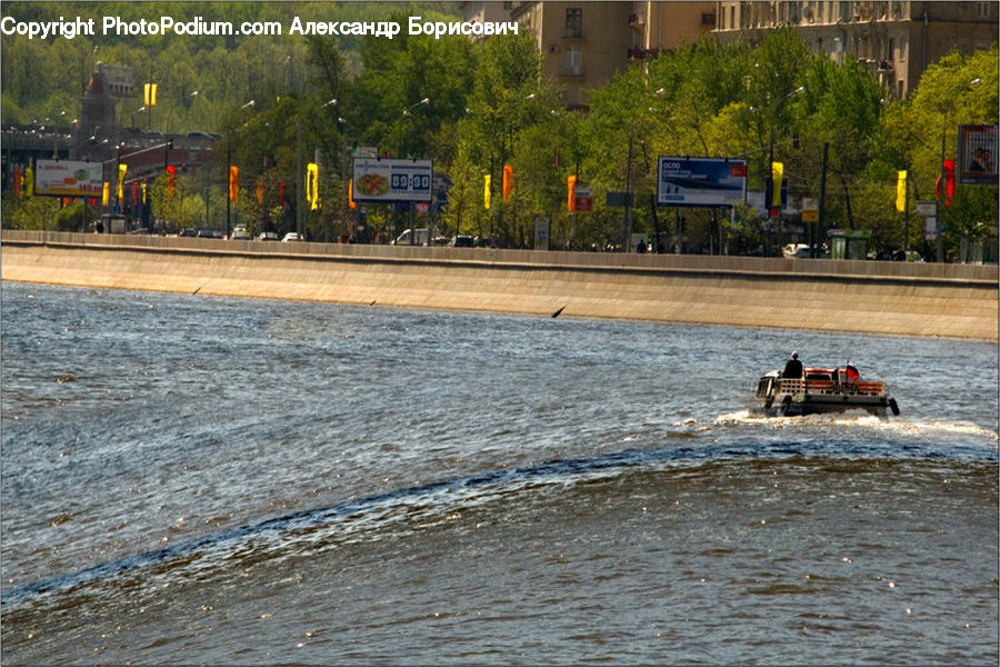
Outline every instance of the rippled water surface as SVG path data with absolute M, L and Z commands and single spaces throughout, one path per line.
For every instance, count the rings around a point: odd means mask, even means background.
M 791 349 L 902 415 L 754 416 Z M 996 665 L 997 367 L 3 283 L 2 661 Z

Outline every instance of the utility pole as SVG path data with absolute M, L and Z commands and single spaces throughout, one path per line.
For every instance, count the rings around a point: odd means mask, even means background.
M 816 222 L 817 226 L 819 227 L 819 229 L 817 229 L 816 237 L 820 237 L 823 233 L 823 227 L 824 227 L 826 208 L 827 208 L 827 157 L 828 157 L 829 152 L 830 152 L 830 142 L 824 141 L 823 142 L 823 168 L 822 168 L 822 172 L 820 176 L 820 207 L 819 207 L 820 210 L 819 210 L 819 216 L 817 216 L 817 222 Z M 816 259 L 816 257 L 817 257 L 816 243 L 819 240 L 816 237 L 813 237 L 813 239 L 812 239 L 812 258 L 813 259 Z
M 629 165 L 626 170 L 626 223 L 624 223 L 624 233 L 621 240 L 621 247 L 624 252 L 631 251 L 632 243 L 632 146 L 636 142 L 636 127 L 632 127 L 632 132 L 629 135 Z

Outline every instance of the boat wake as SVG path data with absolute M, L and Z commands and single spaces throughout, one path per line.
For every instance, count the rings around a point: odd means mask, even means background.
M 966 436 L 978 440 L 1000 442 L 1000 434 L 997 429 L 984 428 L 969 422 L 949 422 L 927 419 L 891 418 L 883 419 L 868 414 L 833 414 L 808 415 L 804 417 L 768 417 L 758 410 L 736 410 L 724 412 L 713 420 L 714 426 L 764 426 L 774 429 L 789 427 L 844 427 L 878 429 L 886 434 L 900 434 L 910 436 Z

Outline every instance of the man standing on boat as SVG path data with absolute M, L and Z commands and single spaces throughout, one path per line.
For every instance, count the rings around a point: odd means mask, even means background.
M 802 362 L 799 361 L 799 352 L 792 352 L 792 358 L 784 365 L 784 372 L 781 377 L 791 380 L 798 380 L 802 377 Z

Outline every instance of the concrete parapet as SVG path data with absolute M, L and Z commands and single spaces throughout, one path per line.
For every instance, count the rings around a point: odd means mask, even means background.
M 996 266 L 4 231 L 2 279 L 997 340 Z

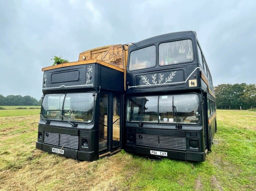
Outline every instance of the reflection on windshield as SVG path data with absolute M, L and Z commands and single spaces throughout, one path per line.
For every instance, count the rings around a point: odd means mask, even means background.
M 47 119 L 61 120 L 65 94 L 46 94 L 45 96 L 42 105 L 41 112 Z
M 90 123 L 92 120 L 94 100 L 92 93 L 67 94 L 63 115 L 69 120 Z
M 199 99 L 195 94 L 146 96 L 131 98 L 127 108 L 128 121 L 140 120 L 143 104 L 146 98 L 145 110 L 142 121 L 144 122 L 175 123 L 172 110 L 172 98 L 181 123 L 197 123 L 200 121 Z M 158 105 L 158 99 L 159 104 Z M 159 115 L 158 110 L 159 110 Z
M 90 123 L 93 116 L 94 97 L 92 93 L 46 94 L 41 112 L 46 119 Z M 64 97 L 65 97 L 64 100 Z M 63 111 L 62 108 L 64 103 Z
M 159 97 L 159 122 L 176 122 L 172 109 L 173 105 L 180 123 L 197 123 L 199 121 L 199 99 L 195 94 L 160 96 Z

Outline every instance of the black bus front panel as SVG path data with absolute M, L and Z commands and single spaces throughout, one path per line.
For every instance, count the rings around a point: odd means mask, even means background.
M 82 160 L 95 160 L 99 158 L 98 133 L 98 130 L 39 124 L 36 147 Z
M 125 125 L 125 150 L 146 155 L 194 161 L 205 160 L 204 131 L 202 125 L 134 123 Z

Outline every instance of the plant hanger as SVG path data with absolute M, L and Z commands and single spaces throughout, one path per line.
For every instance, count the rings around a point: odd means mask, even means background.
M 182 43 L 180 45 L 180 46 L 179 49 L 179 53 L 180 54 L 183 54 L 185 53 L 185 50 L 183 46 L 183 44 Z
M 191 44 L 190 42 L 188 44 L 188 45 L 189 46 L 189 49 L 188 50 L 188 55 L 187 55 L 187 58 L 188 59 L 192 59 L 193 58 L 193 53 L 191 51 Z

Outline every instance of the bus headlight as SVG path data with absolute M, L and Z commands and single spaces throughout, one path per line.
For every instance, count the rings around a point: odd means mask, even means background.
M 191 141 L 189 142 L 189 146 L 193 148 L 198 148 L 198 142 L 197 141 Z
M 38 138 L 39 139 L 42 139 L 43 137 L 43 134 L 41 132 L 39 132 L 38 134 Z
M 82 146 L 83 147 L 89 147 L 89 142 L 87 139 L 83 139 L 82 140 Z

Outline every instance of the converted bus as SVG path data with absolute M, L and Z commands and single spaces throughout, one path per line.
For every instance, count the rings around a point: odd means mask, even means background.
M 129 46 L 123 148 L 205 160 L 217 124 L 212 78 L 201 50 L 193 31 Z
M 42 69 L 36 147 L 82 160 L 122 148 L 204 161 L 217 124 L 201 50 L 195 32 L 181 32 L 100 47 Z
M 36 148 L 87 161 L 120 150 L 127 49 L 100 47 L 81 53 L 78 61 L 42 69 Z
══════
#### What is asked
Show every line in the items above that contains the string "boat", matching case exactly.

#### The completed task
Outline every instance of the boat wake as SVG path data with absolute M, L and Z commands and single spaces throughout, one path per line.
Outline every instance of the man standing on boat as SVG path data with absolute M, L and Z commands and single spaces throughout, one path per line.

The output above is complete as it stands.